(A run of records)
=====

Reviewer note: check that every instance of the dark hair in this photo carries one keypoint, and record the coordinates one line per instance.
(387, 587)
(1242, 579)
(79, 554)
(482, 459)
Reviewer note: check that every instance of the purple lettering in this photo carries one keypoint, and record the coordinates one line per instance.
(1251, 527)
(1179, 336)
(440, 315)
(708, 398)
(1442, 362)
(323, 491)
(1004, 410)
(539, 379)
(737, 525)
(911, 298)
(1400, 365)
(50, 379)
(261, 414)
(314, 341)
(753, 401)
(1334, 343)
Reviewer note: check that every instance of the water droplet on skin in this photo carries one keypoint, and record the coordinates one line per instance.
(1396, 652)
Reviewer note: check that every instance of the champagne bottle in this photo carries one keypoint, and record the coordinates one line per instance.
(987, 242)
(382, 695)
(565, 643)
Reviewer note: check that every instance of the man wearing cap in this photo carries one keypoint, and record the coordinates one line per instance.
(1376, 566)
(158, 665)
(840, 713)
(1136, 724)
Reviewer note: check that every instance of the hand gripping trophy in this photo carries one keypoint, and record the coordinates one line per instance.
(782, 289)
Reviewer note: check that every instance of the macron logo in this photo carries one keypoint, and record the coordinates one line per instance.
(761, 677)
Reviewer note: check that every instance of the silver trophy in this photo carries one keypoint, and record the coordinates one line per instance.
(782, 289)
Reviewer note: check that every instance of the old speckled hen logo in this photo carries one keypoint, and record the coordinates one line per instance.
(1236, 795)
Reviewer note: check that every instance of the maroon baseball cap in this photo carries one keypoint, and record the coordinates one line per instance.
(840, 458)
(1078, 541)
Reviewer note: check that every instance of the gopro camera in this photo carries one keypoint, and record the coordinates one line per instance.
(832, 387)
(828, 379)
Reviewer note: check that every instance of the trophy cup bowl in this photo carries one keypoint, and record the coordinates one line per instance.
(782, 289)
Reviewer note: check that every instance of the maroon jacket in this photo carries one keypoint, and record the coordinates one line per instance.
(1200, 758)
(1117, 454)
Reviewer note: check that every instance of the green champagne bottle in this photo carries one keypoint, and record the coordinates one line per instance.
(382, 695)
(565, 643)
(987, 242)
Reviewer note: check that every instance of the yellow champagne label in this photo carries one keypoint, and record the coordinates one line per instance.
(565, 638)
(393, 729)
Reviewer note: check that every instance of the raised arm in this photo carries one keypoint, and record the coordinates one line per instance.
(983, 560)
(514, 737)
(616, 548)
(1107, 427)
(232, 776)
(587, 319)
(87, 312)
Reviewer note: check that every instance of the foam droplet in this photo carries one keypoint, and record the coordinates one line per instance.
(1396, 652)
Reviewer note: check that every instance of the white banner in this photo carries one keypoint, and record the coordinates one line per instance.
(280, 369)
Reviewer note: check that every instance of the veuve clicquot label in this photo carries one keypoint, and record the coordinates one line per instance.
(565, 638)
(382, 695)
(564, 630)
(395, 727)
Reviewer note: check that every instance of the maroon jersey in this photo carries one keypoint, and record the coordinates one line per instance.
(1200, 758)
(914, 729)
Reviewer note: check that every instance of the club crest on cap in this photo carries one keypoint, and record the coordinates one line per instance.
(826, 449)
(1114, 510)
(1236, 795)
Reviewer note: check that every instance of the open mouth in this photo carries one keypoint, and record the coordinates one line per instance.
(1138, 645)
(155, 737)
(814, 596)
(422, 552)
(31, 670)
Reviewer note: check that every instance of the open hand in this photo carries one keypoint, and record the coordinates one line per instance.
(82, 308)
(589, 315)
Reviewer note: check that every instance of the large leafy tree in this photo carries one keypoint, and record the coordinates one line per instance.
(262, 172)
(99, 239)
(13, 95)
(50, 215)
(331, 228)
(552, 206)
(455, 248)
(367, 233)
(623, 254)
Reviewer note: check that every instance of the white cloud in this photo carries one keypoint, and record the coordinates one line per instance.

=====

### Task to complete:
Switch "Reviewer note" to "Annotator note" everywhere in the records above, leaving every other word and coordinate unchanged.

### Answer to this task:
Annotator note: check that every instance of the dark hair in this photo carries one keypoint, and record the coordinates one line per instance.
(387, 587)
(1242, 579)
(79, 554)
(482, 459)
Annotator note: check that every instance of the purple lettering in this photo carries one keypoint, and record the coordinates one line per instance.
(1251, 527)
(1179, 336)
(440, 315)
(708, 398)
(1442, 362)
(323, 491)
(1004, 410)
(539, 379)
(737, 525)
(911, 298)
(1400, 365)
(50, 379)
(261, 414)
(314, 341)
(753, 401)
(1334, 343)
Annotator note: check that every instance of the water droplet on skin in this photo carries one keypoint, and record the coordinates one line per instance.
(1396, 652)
Annotator note: check that every instance of the champagne bottle in this photo carries one keypoint, and record the coordinates one line per instance.
(987, 242)
(382, 695)
(565, 643)
Annotator note: check that every instance of the man wearing cap in this photo carries one keypoint, and record the coordinates one line per instance.
(1376, 566)
(158, 665)
(840, 713)
(1136, 724)
Annotator note: check that every instance of the hand gripping trophy in this photo carries one keypoint, and record the coordinates one line per instance.
(782, 289)
Annotator note: check that every instance of the macron logo in this photo carries one keypoint, and record the coordinates one line per instance.
(761, 677)
Annotator note: check that every instance of the silver trophy in this photo carries one keypoint, and record the coordinates one line per instance.
(782, 289)
Annotator note: check that every instance of the old speckled hen logo in this photo carries one keypoint, and record the coordinates one line per instance.
(1236, 795)
Annotator note: check that every instance of the maroon baseball cap in this photo carries one keypoint, and record the coordinates one line per instance.
(840, 458)
(1078, 541)
Annotator note: check that every instance of the gopro camera in this photo carries one keypoint, and record the coordinates one line per instance.
(832, 387)
(828, 379)
Annotator note: check that every instance of the trophy cup bowl in this photo carries one keypoint, and record the coordinates one line per instance.
(782, 289)
Annotator note: check that every instance of the maroon jacket in this photo carries one keypoint, and record the coordinates one line per instance.
(1200, 758)
(1117, 454)
Annotator note: check that every instance of the green champagne bottle in this photo carries one keypoint, and record the coordinates one line per instance.
(382, 695)
(565, 643)
(987, 242)
Annotator note: check that every instance of the yellow champagne label in this photo carries one keypoint, and record the coordinates one line per instance.
(565, 638)
(393, 729)
Annotator note: check that every instance of the raised arm in this photo carries one keypoint, and record the coordinates one line per instance.
(983, 560)
(514, 737)
(616, 548)
(1107, 427)
(232, 776)
(587, 319)
(87, 312)
Annotator note: check that every instance of the foam droplet in this photo carries one keypoint, and record the coordinates one line per instance.
(1396, 652)
Annotator note: check that every instance of the white banner in this photo carries one keypoint, and record the coordinates one line per instance.
(280, 369)
Annotator note: check that every instance of the veuve clicquot label in this photo carries one keypoint, and record the coordinates one line per instance.
(565, 638)
(382, 695)
(564, 630)
(395, 727)
Annotator note: check that every instance of the maroon jersey in this photo carries one keypoint, and record the coordinates one line per instance.
(1200, 758)
(914, 729)
Annotator note: check that every instance of the club crest on cap in this photo carries one keypoint, and record the coordinates one line per instance.
(826, 449)
(1114, 510)
(1236, 795)
Annotator note: check that every instance of the open mouth in this photo carries one keypoint, and record the coordinates one line per instance.
(1138, 645)
(155, 737)
(814, 596)
(422, 552)
(31, 670)
Annotator note: check that every instance of the open hand in this photo carries one keypoint, and record the coordinates one line per instance.
(82, 308)
(589, 315)
Annotator note: check that every instance of the large leafy tree in this photo carries one keypoint, and record the coordinates one line per instance.
(262, 172)
(99, 239)
(13, 95)
(50, 215)
(331, 228)
(552, 206)
(455, 248)
(367, 233)
(623, 254)
Annotator note: check that every instance of the white cloud in this photo carries one keypoint, and record the coordinates one line per instance.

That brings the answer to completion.